§ **TEXT SEGMENT**:
= E. Mahoney and Son =

New Zealand architectural business

E. Mahoney and Son was an architectural business consisting of Edward Mahoney (1824 or 1825 – 28 April 1895) and his son and architectural partner, Thomas Mahoney (1855–1923), who were prominent New Zealand architects based in Auckland. They were able exponents of Gothic Revival and other styles, especially built in wood, but also in masonry and concrete. They designed numerous public (especially churches, notable examples of which are Our Lady of the Assumption Catholic Church, Onehunga, Church of St John the Baptist, Parnell, St Patrick's Cathedral, Auckland, and the Church of the Holy Sepulchre, Khyber Pass Road) and private buildings, many of which are still standing. They made a considerable contribution to Auckland's architectural heritage.

==History==
Edward Mahoney arrived in Auckland in 1856 after emigrating from Cork in Ireland with his wife and three children. Edward was initially a merchant in Auckland selling building materials before becoming an architect. In 1876 Edward Mahoney formed an architectural practice with his son Thomas. In the 1880s, Edward's son Robert joined the practice. Edward retired from the practice in 1885 and Robert died in 1895. Thomas named the practice E. Mahoney & Son after Robert's death. The practice continued after Thomas' death in 1923 until closing in 1926.

==Thomas Mahoney==
Thomas Mahoney was born in either 1854 or 1855. Thomas was president of the Auckland Institute of Architects in 1883, secretary in 1885, and treasurer in 1902. Thomas was president of the Auckland branch of the New Zealand Institute of Architects in 1907.

§ **SOURCE DATA**:
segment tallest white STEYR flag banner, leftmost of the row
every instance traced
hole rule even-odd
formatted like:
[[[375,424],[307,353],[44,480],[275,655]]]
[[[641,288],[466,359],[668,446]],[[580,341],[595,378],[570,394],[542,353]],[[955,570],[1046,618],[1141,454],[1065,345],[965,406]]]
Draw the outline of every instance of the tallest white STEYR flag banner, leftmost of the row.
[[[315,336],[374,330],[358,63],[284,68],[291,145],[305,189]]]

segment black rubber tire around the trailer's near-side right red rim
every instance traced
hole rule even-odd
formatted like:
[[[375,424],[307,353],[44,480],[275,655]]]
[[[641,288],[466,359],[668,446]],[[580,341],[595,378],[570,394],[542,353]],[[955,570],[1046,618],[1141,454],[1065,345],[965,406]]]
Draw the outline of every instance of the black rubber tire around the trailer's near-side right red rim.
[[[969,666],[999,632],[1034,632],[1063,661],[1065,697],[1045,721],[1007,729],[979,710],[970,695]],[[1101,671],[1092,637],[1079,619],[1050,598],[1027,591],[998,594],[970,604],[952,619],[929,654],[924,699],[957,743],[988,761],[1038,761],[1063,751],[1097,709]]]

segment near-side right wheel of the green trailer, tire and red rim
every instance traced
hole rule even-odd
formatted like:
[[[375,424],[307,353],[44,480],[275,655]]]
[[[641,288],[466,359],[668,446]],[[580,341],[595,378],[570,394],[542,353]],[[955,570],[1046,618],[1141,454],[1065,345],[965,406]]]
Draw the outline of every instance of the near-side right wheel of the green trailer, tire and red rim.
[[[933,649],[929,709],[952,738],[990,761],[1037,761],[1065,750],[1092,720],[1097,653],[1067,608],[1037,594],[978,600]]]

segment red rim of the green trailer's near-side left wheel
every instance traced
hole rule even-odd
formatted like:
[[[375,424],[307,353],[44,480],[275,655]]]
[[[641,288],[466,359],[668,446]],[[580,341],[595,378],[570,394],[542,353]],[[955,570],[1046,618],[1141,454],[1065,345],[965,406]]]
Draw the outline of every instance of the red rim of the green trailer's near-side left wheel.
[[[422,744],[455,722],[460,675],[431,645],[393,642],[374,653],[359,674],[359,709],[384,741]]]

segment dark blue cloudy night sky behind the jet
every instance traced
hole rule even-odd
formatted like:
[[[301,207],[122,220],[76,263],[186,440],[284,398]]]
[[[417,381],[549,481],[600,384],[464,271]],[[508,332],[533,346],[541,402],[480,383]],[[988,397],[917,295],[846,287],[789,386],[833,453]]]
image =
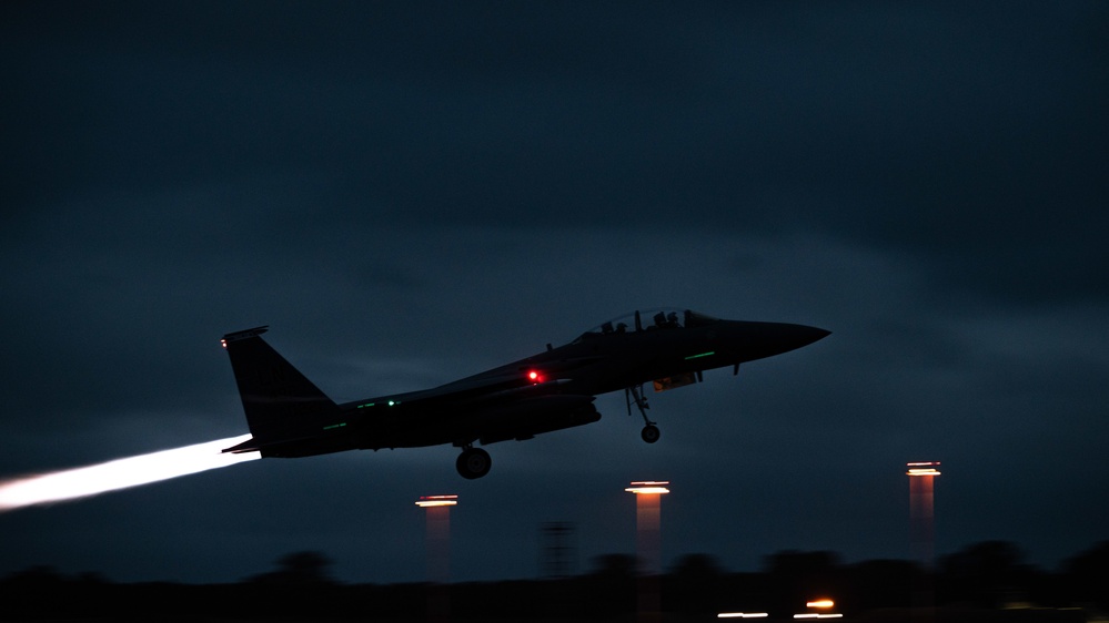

§ **WORK REQUEST 1**:
Answer these about the E. Mahoney and Son text:
(a) From where did Edward Mahoney emigrate before arriving in Auckland?
(b) In what year did Edward retire from the practice?
(c) Of what body was Thomas Mahoney president in 1907?
§ **WORK REQUEST 2**: Repeat a passage of the E. Mahoney and Son text word for word. Begin at the words "New Zealand architectural" and stop after "Auckland's architectural heritage.".
The records have nothing to do with the text about E. Mahoney and Son.

§ **EXPECTED ANSWER 1**:
(a) Cork in Ireland
(b) 1885
(c) The Auckland branch of the New Zealand Institute of Architects

§ **EXPECTED ANSWER 2**:
New Zealand architectural business

E. Mahoney and Son was an architectural business consisting of Edward Mahoney (1824 or 1825 – 28 April 1895) and his son and architectural partner, Thomas Mahoney (1855–1923), who were prominent New Zealand architects based in Auckland. They were able exponents of Gothic Revival and other styles, especially built in wood, but also in masonry and concrete. They designed numerous public (especially churches, notable examples of which are Our Lady of the Assumption Catholic Church, Onehunga, Church of St John the Baptist, Parnell, St Patrick's Cathedral, Auckland, and the Church of the Holy Sepulchre, Khyber Pass Road) and private buildings, many of which are still standing. They made a considerable contribution to Auckland's architectural heritage.